▸ TEXT EXTRACT
If you asked me to list the three most frustrating things I experience as a software developer, I would probably say:

  1. Performing manual repetitive tasks
  2. Long (and usually unstable) test runs
  3. The backlog

While the first two items are quite straightforward, you might ask yourself why I am so frustrated with backlogs.While in theory the backlog is a list of known issues for tackling later, in practice I find that the backlog usually becomes an “unpopular task abyss” into which we throw all of the “non-critical issues” we find.

But due to the never-ending roadmap and feature requests, we don’t really know when (and if) we’ll ever get to cleaning up that mess. Instead, we find ourselves opening a “Refactor X” JIRA and throwing it into some “Technical Debt” epic. (There is a quite heavily discussed “Zero bug policy” topic that I am fond of, but this can be a subject for a future blog post).
Are we destined to keep coding features or debugging issues with poorly written classes or needlessly complicated flows?

▸ ROWS

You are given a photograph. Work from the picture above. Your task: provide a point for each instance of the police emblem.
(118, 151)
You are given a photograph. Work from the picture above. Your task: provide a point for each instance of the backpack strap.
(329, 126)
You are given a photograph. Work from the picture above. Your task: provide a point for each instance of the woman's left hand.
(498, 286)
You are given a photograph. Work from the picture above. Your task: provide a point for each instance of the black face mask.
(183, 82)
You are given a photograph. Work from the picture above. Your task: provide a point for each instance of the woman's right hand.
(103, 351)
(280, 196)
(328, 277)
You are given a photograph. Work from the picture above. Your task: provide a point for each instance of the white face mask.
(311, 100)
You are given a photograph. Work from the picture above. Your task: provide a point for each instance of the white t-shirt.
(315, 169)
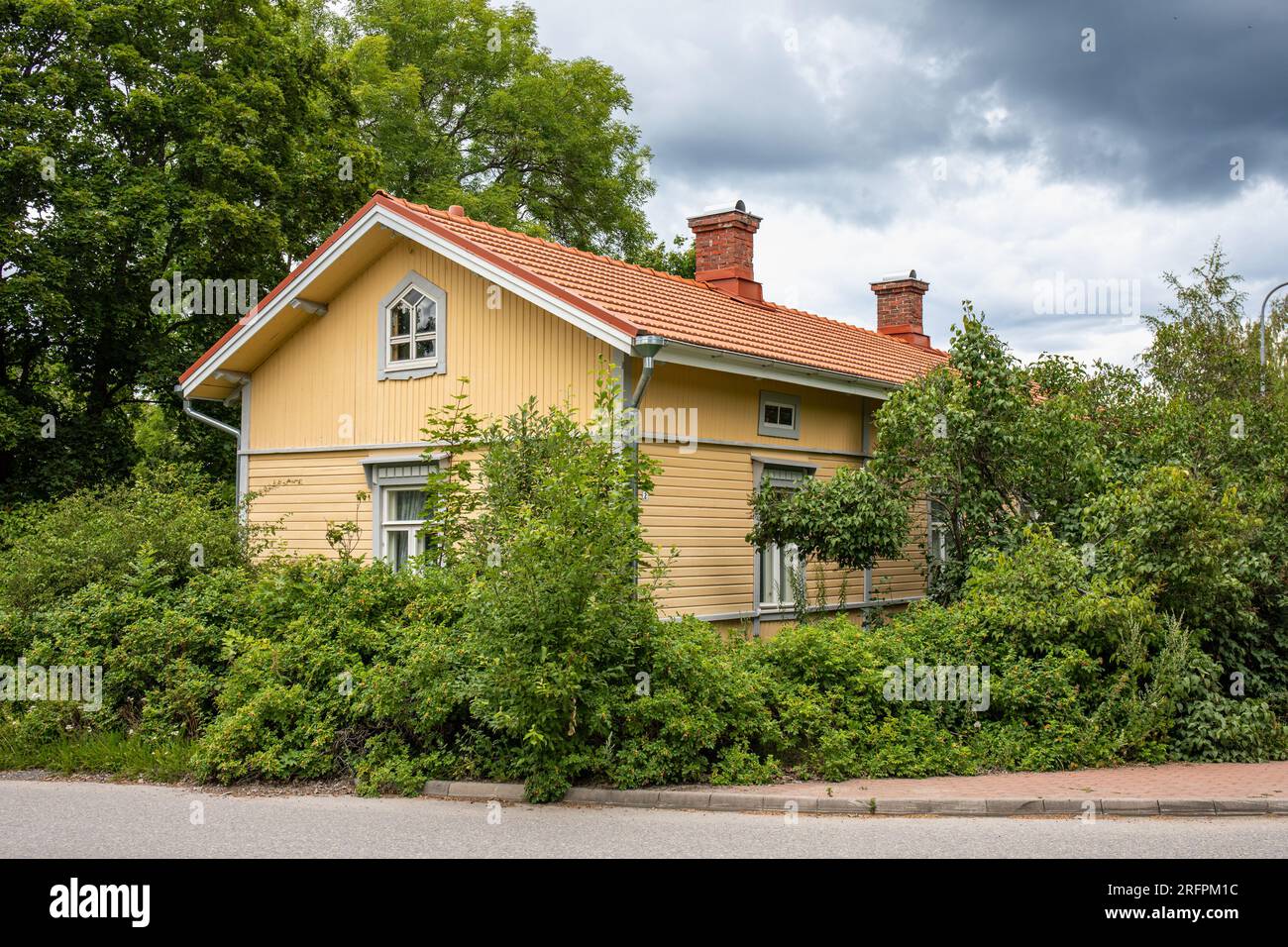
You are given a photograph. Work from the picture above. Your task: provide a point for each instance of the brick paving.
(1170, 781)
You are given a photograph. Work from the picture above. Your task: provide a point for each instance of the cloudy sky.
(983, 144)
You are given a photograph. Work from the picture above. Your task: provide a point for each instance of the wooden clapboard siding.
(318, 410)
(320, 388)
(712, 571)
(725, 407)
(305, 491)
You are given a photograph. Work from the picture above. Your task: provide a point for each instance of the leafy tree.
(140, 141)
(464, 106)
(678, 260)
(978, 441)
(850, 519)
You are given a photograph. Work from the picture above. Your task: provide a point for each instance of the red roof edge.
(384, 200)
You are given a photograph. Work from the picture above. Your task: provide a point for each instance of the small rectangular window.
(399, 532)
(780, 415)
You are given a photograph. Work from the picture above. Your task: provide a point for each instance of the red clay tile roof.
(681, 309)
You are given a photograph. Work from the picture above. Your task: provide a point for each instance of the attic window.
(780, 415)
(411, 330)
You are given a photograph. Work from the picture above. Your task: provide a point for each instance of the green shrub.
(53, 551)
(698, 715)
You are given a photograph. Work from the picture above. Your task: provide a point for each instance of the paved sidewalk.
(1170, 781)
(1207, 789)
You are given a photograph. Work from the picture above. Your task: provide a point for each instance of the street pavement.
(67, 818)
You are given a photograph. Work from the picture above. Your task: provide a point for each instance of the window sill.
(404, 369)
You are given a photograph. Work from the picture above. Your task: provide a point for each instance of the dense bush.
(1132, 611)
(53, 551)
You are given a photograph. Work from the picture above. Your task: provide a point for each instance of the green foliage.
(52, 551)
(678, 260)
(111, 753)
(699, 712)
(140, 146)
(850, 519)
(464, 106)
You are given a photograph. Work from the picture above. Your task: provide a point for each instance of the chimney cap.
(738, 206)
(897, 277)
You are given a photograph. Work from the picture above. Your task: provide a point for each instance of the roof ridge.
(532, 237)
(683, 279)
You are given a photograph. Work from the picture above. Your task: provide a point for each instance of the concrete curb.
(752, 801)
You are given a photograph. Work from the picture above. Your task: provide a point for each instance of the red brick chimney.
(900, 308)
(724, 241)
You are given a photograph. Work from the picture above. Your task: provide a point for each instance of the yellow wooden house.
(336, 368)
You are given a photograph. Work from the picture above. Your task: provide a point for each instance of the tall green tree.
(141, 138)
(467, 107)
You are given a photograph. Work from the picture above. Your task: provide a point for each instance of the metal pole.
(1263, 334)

--

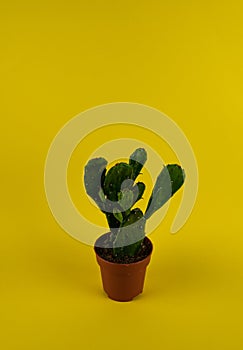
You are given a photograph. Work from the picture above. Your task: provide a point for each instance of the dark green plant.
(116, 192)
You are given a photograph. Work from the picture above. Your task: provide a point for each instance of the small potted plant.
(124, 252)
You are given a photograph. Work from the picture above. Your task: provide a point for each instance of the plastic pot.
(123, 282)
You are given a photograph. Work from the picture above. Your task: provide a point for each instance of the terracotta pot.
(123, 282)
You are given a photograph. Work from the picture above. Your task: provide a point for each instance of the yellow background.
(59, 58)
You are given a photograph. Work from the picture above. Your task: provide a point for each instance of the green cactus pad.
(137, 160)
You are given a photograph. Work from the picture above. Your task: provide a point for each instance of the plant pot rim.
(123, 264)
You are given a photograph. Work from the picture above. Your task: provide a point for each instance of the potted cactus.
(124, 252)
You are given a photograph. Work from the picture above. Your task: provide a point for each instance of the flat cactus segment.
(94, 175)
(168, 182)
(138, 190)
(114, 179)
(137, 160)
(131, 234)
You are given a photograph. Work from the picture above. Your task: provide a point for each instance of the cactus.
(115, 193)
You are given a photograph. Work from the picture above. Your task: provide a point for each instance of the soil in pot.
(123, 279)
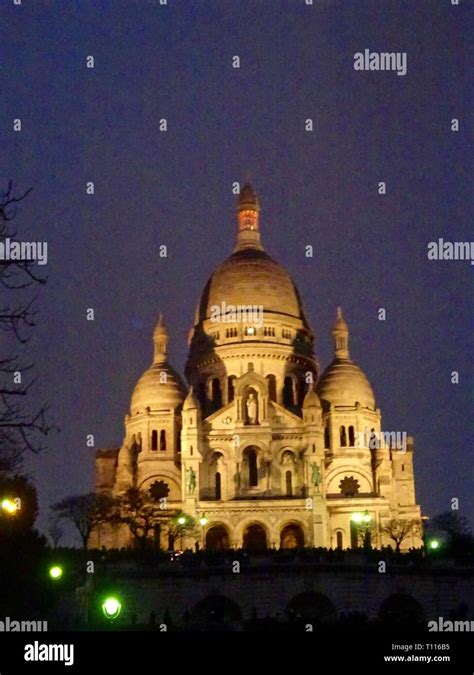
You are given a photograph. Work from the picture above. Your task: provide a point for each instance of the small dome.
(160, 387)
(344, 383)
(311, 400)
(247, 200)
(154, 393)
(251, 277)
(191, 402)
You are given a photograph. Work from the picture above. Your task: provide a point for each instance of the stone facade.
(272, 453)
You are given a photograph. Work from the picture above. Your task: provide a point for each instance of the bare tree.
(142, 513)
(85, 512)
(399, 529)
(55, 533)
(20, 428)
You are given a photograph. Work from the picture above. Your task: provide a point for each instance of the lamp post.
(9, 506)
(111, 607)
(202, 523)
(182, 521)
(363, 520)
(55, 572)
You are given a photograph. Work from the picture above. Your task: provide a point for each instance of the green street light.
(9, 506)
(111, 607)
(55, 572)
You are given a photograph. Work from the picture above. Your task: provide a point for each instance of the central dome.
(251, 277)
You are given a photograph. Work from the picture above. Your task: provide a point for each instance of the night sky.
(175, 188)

▸ REQUEST
Extend the blog excerpt about developer frustrations with the backlog, starting after its final question.

▸ THE REPLY
The Solution: A Quality Sprint

As developers, we need to understand and live with the Quality vs. Quantity tradeoff. So while we can’t just sprint forward without stopping to see that our platform still works properly, we also can’t refactor our current code all of the time without adding value to our customers.

A good solution in my opinion is a Quality Sprint / Quality Week. These are dedicated timeframes during which everyone on the engineering team stops their day-to-day work and focuses on fixing the development pains that hold us back and cause us frustration.

A quality sprint starts with the development team going over the “backlog” and choosing the issues that trouble them most. It could be things like adding test coverage to flows that break often, refactoring specific classes that have become too hard to read or enhancing monitoring capabilities to be better prepared for future debugging.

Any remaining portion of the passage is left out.